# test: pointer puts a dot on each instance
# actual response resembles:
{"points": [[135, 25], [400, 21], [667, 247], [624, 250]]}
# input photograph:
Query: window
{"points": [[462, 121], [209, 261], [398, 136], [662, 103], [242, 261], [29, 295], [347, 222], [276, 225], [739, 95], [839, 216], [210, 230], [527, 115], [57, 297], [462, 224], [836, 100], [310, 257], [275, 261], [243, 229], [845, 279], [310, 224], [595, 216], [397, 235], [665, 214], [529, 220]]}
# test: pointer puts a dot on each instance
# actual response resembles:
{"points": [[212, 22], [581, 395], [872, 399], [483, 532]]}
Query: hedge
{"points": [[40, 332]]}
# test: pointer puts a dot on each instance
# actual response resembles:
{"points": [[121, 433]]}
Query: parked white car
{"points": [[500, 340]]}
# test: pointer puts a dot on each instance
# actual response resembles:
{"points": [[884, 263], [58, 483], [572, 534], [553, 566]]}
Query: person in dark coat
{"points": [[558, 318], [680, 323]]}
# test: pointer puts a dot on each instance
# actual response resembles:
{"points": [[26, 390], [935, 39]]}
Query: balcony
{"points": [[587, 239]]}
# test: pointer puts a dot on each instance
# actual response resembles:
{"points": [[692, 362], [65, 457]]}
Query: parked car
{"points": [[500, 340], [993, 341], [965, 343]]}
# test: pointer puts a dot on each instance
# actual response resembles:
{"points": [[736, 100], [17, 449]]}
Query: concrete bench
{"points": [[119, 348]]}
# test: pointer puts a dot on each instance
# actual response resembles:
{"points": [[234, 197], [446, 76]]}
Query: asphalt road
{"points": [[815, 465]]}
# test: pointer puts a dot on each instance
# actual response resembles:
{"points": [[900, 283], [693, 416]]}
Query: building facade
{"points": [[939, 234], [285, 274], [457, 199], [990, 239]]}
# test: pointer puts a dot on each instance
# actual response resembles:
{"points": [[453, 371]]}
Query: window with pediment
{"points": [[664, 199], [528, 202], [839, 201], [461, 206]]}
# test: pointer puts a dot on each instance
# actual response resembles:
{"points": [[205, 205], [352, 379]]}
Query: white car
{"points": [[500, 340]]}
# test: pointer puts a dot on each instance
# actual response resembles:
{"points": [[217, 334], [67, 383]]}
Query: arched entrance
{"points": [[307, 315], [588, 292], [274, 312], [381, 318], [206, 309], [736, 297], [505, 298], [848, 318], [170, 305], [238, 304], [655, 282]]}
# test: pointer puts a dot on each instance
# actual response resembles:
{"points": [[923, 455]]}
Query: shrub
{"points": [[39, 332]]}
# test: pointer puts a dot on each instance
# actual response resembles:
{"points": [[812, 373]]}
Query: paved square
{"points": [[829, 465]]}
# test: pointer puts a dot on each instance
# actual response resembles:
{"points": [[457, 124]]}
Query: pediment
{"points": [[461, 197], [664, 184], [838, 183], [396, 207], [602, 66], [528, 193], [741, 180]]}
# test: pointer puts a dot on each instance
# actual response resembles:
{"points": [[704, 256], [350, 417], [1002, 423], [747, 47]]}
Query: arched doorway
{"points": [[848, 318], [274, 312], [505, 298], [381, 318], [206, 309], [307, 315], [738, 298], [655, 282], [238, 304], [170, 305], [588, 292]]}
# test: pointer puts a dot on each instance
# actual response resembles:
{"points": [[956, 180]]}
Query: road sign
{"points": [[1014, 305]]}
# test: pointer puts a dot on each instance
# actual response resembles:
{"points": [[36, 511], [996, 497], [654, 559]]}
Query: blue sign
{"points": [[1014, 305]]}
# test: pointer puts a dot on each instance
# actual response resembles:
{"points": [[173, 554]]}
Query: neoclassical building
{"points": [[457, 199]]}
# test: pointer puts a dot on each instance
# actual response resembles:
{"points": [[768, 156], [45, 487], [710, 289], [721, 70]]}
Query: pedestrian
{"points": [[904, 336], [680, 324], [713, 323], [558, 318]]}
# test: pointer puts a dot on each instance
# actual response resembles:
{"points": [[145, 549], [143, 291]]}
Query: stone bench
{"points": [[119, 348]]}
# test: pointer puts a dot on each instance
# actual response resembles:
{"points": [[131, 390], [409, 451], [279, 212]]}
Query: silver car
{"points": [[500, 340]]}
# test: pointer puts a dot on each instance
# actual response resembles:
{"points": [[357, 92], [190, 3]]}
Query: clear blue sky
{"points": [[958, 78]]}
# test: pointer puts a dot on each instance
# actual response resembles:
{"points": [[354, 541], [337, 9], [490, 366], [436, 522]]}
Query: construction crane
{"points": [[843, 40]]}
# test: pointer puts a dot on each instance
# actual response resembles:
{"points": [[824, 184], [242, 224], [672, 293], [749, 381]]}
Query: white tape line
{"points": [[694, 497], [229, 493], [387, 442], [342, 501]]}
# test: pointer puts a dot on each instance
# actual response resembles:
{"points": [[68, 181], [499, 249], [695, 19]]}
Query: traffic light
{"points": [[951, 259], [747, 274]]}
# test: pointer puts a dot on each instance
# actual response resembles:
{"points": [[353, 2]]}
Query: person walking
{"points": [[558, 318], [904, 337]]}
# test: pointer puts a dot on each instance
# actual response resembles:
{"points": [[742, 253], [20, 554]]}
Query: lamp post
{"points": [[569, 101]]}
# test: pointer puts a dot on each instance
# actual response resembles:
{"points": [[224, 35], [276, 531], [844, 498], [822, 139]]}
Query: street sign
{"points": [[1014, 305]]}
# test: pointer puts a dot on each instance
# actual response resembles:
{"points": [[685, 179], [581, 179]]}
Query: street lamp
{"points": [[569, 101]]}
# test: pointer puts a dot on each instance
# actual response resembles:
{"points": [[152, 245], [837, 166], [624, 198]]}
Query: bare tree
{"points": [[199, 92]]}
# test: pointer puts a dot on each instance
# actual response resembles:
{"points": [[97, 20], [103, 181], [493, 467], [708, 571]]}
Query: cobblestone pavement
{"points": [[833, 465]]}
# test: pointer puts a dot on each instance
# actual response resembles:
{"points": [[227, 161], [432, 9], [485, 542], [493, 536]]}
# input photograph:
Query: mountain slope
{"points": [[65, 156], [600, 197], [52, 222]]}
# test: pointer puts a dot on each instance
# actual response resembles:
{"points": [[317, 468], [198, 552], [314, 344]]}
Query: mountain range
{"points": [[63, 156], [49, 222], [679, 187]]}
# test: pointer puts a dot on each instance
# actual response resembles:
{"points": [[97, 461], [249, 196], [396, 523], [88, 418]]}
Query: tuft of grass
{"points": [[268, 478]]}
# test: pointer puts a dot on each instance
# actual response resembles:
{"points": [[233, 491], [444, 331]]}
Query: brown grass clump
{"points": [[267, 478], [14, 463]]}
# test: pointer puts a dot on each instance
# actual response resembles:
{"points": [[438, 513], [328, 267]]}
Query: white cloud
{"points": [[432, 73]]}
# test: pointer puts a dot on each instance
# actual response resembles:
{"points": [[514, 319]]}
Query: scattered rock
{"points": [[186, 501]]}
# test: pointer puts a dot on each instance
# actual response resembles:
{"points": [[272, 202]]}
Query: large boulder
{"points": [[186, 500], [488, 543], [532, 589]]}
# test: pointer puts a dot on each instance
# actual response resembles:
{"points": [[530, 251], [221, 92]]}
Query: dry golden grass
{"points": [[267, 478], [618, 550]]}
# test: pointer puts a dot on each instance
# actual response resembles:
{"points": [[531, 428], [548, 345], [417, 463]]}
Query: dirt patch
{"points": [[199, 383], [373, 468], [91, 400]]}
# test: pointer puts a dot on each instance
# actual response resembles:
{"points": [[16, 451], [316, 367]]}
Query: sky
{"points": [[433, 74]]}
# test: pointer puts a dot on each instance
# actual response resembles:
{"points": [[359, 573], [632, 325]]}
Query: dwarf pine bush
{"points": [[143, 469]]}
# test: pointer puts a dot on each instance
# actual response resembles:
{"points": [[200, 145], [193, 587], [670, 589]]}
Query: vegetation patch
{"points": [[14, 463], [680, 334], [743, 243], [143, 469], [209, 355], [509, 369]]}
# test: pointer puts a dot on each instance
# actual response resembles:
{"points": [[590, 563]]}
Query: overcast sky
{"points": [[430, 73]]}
::::::::
■ **How to complete this task**:
Write out the lines of the listing from the one with "Query: scattered rock" to the very end, inclusive, exactly as they appear and with nothing added.

■ **Exercise output**:
Query: scattered rock
{"points": [[186, 501]]}
# test: pointer puts a dot on each instance
# actual response resembles:
{"points": [[272, 202]]}
Query: large boulder
{"points": [[186, 500], [488, 543], [532, 589]]}
# test: pointer puts a dot on each instance
# actual response resembles:
{"points": [[530, 251], [221, 92]]}
Query: dry golden grass
{"points": [[267, 478], [618, 550]]}
# test: pointer puts a dot on each instance
# actual response resembles:
{"points": [[531, 428], [548, 345], [417, 463]]}
Query: dirt patch
{"points": [[199, 383], [373, 468], [91, 400]]}
# test: pointer puts a dot on each instance
# actual response resembles:
{"points": [[16, 451], [316, 367]]}
Query: sky
{"points": [[433, 74]]}
# test: pointer puts a dot on each instance
# actual response resembles:
{"points": [[359, 573], [632, 325]]}
Query: dwarf pine bush
{"points": [[143, 469]]}
# test: pointer puts a dot on each instance
# actual response resembles:
{"points": [[200, 145], [193, 587], [670, 589]]}
Query: vegetation patch
{"points": [[14, 463], [680, 334], [743, 243], [143, 469], [209, 355], [509, 369]]}
# test: pointer puts a dot on each instance
# actual response resembles:
{"points": [[590, 563]]}
Query: overcast sky
{"points": [[430, 73]]}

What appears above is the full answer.